* **PAGE EXCERPT**

== Segment start ==

The information in Blakeslee’s letter to Thornber highlights multiple connections between the history of science, the history of medicine, and the wide world beyond the lab in the nineteenth and twentieth centuries. In the West, the idea of inhaling the smoke created by burning medicinal plants in order to relieve respiratory problems can be traced back into antiquity. The treatment’s popularity waxed and waned over the centuries before seeing a surge in the western world in the 1800s as smoking in general — typically tobacco, but also cannabis and opium — was adopted by more and more people from all walks of life. (Europeans had known about and used tobacco since the earliest days of colonial settlement in the Americas, but it was in the 1800s that it truly became a mass product.) Asthma medication was widespread through the early 1900s, in the form of cigarettes and as powders that the patient could burn in order to inhale the smoke.3

The use of Datura stramonium for this purpose has its own distinct history. Although both American and Asian origins have been ascribed to Datura, the most recent research indicates that Datura is native to the Americas. It is now found all over the world. British colonizers in India around 1800 learned that people there smoked Datura ferox, sometimes mixed with tobacco, to treat asthma. (That tobacco, an American plant, had reached India and was used there in combination with the equally well-traveled Datura points to the extent of global biological exchange — and human creativity — over the centuries). British doctors and asthma patients soon turned to the closely-related and more readily available Datura species growing along their own roadsides, Datura stramonium. D. stramonium became one of the most common ingredients in various powders, medicinal cigarettes and other preparations for treating asthma.4 Blakeslee’s comments about Datura’s widespread use in South America suggest that people there had independently discovered its usefulness for respiratory problems. The Spanish name for Datura that Blakeslee mentioned, ‘chamico,’ derives from a Quechua word, chamiku.5

At the time that Thornber wrote to Blakeslee, there were already significant changes underway in the treatment of asthma. Better understanding of the disease had led to more effective medications. Some of them used active ingredients derived from D. stramonium, such as atropine, but there were many others as well. In general, these new medications worked better and had fewer side effects than smoking Datura. Ironically, starting in the 1940s, tobacco companies tried marketing stramonium cigarettes as a smoking cessation tool, since stramonium cigarettes had a number of moderately unpleasant side effects — dry mouth was the primary one — and, so the thinking went, might create unpleasant associations with smoking that would help people quit. Herbal cigarettes containing “stramonium, eucalyptus and other plant extracts” continued to be marketed as an asthma treatment, although on a far smaller scale, into the 1970s.6

The letters that Blakeslee and Thornber exchanged in 1937 can be found in the Carnegie Institution of Washington Collection at the Cold Spring Harbor Laboratory Library and Archives.

== Segment end ==

* **COLLECTED DATA**

== Segment start ==

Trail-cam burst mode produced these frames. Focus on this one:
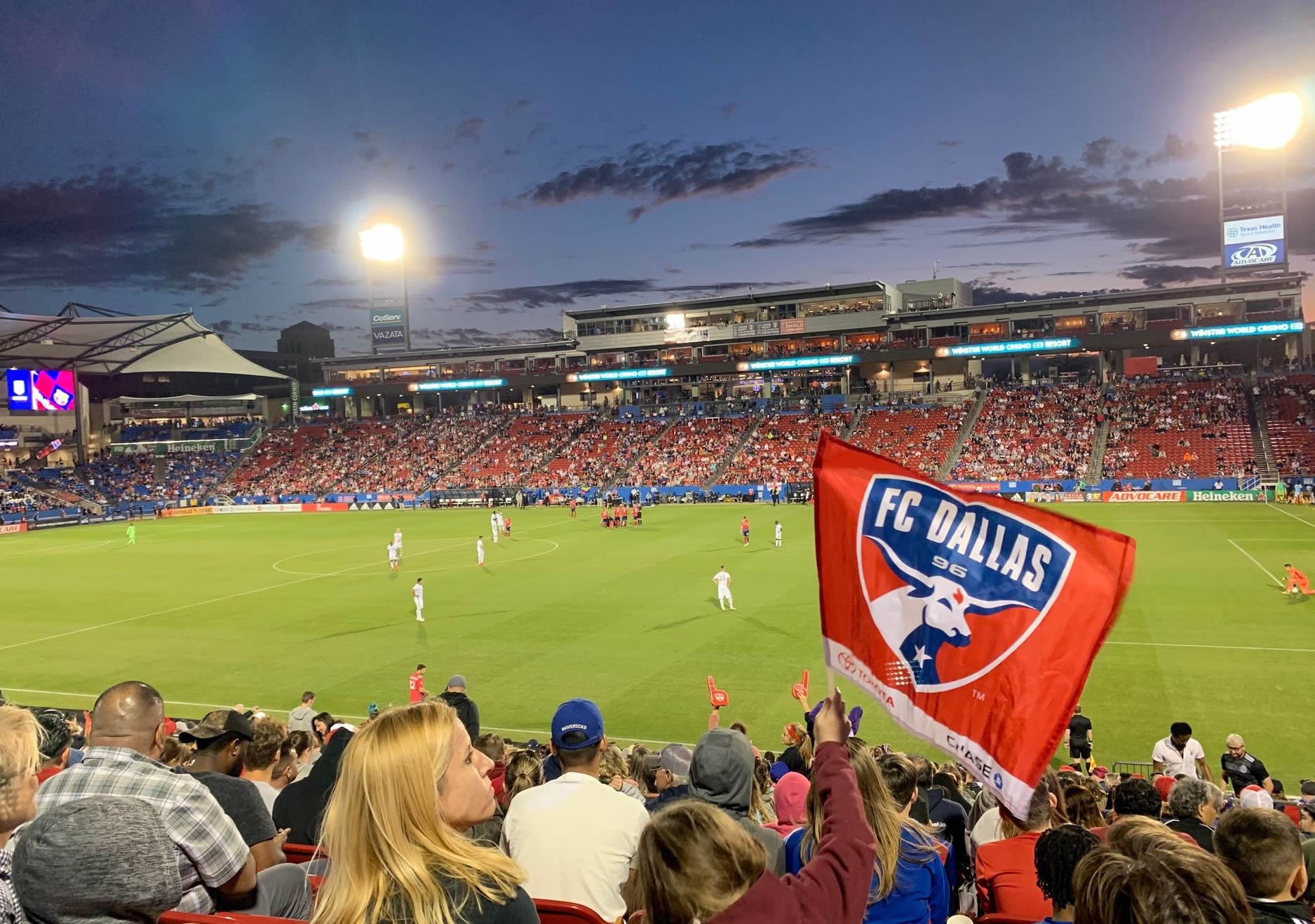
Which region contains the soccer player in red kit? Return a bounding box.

== Segment end ==

* **APPLY WHAT YOU READ**
1. Repeat the Datura text between "The letters that" and "Library and Archives.", inclusive.
2. Carry on the text on Datura and asthma treatment, picking up after its final sentence.
The data come from a separate source that has no connection to the Datura text.

* **RESULTS FOR THE EXERCISE**
1.
The letters that Blakeslee and Thornber exchanged in 1937 can be found in the Carnegie Institution of Washington Collection at the Cold Spring Harbor Laboratory Library and Archives.

2.
Notes

[1] CIW Box 9, Folder: Carnegie Institution of Washington, Dept. of Genetics, Blakeslee A. F., 1937, J. J. Thornber, botanist at University of Arizona College of Agriculture, to Blakeslee, April 20, 1937.

[2] CIW Box 9, Folder: Carnegie Institution of Washington, Dept. of Genetics, Blakeslee A. F., 1937, Blakeslee to Thornber, May 3, 1937.

[3] Mark Jackson, “‘Divine Stramonium’: The Rise and Fall of Smoking for Asthma,” Medical History 54, 2 (2010): 173-177, 181-183.

[4] Jackson, “Divine Stramonium,” 177-181.

[5] Real Academia Española, Diccionario de la lengua española, 2021.

[6] Jackson, “Divine Stramonium,” 190-192.